→ **What is being asked**
How many lines in the material below include the string "pepper"? Answer with the number only.

→ **Data shown**
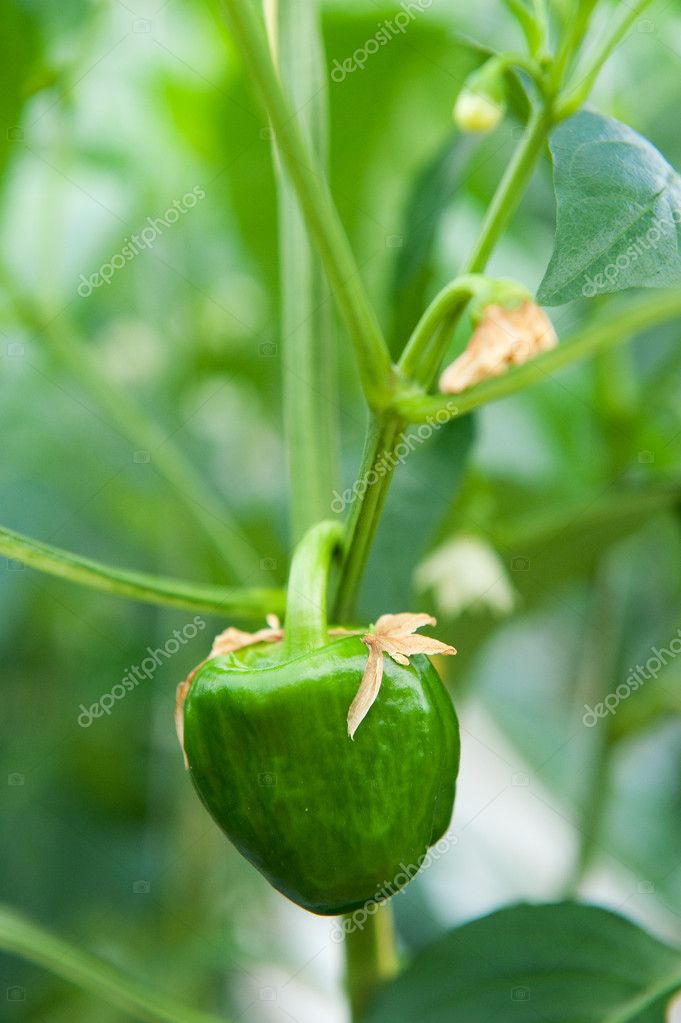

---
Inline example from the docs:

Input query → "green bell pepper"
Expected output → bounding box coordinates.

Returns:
[180,521,460,916]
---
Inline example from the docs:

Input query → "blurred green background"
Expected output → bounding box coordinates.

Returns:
[2,1,681,1020]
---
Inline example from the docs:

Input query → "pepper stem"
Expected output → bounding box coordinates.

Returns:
[344,904,398,1021]
[284,520,345,657]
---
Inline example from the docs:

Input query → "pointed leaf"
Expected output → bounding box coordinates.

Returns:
[366,903,681,1023]
[538,111,681,306]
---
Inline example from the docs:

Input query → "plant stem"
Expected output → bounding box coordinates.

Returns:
[502,0,544,55]
[344,904,398,1022]
[393,289,681,423]
[558,0,655,116]
[549,0,599,93]
[265,0,339,541]
[398,276,483,383]
[218,0,395,409]
[0,523,284,618]
[0,904,226,1023]
[399,275,532,389]
[333,413,404,622]
[2,280,258,582]
[464,105,554,274]
[283,519,344,656]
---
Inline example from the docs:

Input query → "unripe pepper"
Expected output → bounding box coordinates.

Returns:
[178,522,460,916]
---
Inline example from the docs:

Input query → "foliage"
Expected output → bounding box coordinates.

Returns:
[2,0,681,1021]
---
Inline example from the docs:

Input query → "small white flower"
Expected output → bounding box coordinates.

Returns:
[415,536,517,619]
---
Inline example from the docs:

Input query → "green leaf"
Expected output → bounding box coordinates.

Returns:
[538,110,681,306]
[366,903,681,1023]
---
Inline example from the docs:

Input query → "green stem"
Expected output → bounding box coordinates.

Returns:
[464,105,554,274]
[393,289,681,423]
[399,275,532,388]
[2,280,258,582]
[284,519,344,656]
[398,276,483,382]
[266,0,339,541]
[0,904,226,1023]
[0,522,284,618]
[502,0,544,55]
[549,0,599,94]
[333,414,404,622]
[218,0,394,409]
[344,904,398,1022]
[558,0,655,116]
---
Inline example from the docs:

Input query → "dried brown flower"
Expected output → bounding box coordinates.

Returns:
[347,613,456,739]
[439,301,557,394]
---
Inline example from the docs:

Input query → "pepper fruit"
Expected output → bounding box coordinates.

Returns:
[180,522,460,916]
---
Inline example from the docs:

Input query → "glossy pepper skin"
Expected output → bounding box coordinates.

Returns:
[183,634,460,916]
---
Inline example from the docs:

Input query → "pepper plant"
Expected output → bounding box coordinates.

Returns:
[3,0,681,1021]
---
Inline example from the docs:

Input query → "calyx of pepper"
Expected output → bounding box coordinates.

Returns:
[175,612,456,762]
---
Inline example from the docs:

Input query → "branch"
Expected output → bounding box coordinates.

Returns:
[217,0,394,408]
[464,107,554,274]
[394,290,681,423]
[0,523,285,618]
[558,0,656,117]
[0,904,226,1023]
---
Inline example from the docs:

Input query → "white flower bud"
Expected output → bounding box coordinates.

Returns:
[416,536,516,619]
[454,88,505,133]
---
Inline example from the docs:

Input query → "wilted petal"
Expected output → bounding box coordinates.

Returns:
[347,613,456,737]
[439,302,557,394]
[211,617,283,656]
[348,637,385,739]
[175,678,192,769]
[396,634,457,658]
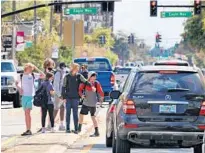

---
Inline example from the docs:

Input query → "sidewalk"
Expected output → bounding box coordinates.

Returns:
[1,108,101,153]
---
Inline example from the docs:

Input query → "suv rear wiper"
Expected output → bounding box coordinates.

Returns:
[167,88,190,92]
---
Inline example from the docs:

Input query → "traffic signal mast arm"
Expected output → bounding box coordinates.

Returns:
[1,0,115,18]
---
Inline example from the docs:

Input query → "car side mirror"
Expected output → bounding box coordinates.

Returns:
[110,90,121,99]
[17,70,24,73]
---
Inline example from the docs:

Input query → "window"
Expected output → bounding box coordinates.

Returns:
[133,72,205,94]
[114,68,131,74]
[78,61,111,71]
[1,62,15,72]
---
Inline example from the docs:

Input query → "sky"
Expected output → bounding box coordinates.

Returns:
[114,0,193,48]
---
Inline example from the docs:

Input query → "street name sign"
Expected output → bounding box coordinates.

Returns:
[161,11,193,18]
[64,7,97,15]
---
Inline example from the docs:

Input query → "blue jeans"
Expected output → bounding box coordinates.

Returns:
[66,98,79,131]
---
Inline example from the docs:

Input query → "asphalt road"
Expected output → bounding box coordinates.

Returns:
[65,106,194,153]
[1,102,196,153]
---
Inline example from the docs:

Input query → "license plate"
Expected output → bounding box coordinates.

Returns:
[159,105,176,113]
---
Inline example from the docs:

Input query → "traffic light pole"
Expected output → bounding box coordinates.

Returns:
[72,21,76,62]
[11,1,16,60]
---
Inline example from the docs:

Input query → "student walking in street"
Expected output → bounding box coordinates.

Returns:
[16,63,44,136]
[78,71,104,137]
[41,72,56,133]
[61,63,91,134]
[53,62,67,131]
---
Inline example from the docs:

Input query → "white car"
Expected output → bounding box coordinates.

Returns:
[114,67,132,88]
[1,60,21,108]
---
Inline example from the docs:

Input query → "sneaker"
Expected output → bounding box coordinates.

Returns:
[41,128,46,133]
[46,124,51,130]
[90,132,100,137]
[66,130,71,133]
[59,125,66,131]
[51,128,55,133]
[21,130,32,136]
[72,130,78,134]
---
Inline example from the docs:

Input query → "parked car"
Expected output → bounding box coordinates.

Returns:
[106,99,118,147]
[108,65,205,153]
[74,57,115,101]
[1,60,21,108]
[113,67,132,88]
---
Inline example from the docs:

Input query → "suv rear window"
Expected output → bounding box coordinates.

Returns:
[114,68,131,74]
[154,62,189,66]
[78,61,111,71]
[133,71,205,94]
[1,62,15,72]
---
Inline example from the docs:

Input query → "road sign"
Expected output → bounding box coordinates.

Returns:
[161,11,193,18]
[64,7,97,15]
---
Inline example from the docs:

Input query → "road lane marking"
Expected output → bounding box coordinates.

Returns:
[1,136,18,147]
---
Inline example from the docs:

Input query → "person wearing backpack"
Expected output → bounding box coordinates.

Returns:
[37,58,56,132]
[41,72,56,133]
[53,62,67,131]
[78,71,104,137]
[61,63,92,134]
[16,63,44,136]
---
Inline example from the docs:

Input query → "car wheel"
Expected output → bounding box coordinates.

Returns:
[13,92,21,108]
[112,132,116,153]
[116,133,131,153]
[193,144,202,153]
[106,132,112,147]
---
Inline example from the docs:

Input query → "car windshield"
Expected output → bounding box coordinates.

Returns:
[133,72,205,95]
[1,62,15,72]
[114,68,131,74]
[78,61,111,71]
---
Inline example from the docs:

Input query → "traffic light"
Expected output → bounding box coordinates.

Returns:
[54,0,62,14]
[194,0,201,15]
[99,35,106,44]
[156,33,162,43]
[101,2,115,12]
[128,34,134,44]
[150,0,157,17]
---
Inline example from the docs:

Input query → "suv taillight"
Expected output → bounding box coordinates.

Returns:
[109,104,115,113]
[123,100,136,114]
[110,74,115,85]
[199,101,205,115]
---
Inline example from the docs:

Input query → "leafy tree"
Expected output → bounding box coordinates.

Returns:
[57,45,72,65]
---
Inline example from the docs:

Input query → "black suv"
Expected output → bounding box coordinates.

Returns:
[109,66,205,153]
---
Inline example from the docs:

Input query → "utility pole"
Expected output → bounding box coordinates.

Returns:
[59,6,63,40]
[34,0,37,45]
[11,0,16,60]
[50,1,53,33]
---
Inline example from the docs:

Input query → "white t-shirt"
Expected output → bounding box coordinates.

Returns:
[20,73,39,97]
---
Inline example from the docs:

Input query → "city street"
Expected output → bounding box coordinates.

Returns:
[1,103,195,153]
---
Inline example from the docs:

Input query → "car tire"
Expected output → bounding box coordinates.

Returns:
[116,133,131,153]
[106,132,112,147]
[13,92,21,108]
[112,132,116,153]
[193,144,202,153]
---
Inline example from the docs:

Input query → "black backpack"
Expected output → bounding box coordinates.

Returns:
[33,84,48,107]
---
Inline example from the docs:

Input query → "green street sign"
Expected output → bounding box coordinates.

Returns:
[161,11,193,18]
[64,7,97,15]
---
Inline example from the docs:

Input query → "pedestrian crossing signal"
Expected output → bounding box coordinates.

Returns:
[150,1,157,17]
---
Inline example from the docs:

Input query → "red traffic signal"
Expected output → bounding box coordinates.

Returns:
[194,0,201,15]
[150,1,157,17]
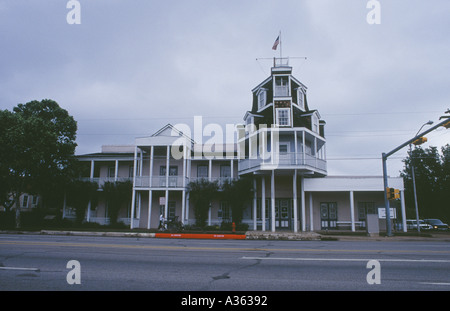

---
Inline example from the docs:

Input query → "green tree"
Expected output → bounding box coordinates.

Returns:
[66,180,98,225]
[0,99,77,227]
[102,180,132,226]
[401,144,450,222]
[187,179,219,228]
[220,176,254,225]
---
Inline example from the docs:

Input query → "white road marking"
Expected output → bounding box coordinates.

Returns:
[0,266,40,272]
[420,282,450,286]
[241,256,450,263]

→ **Task solution**
7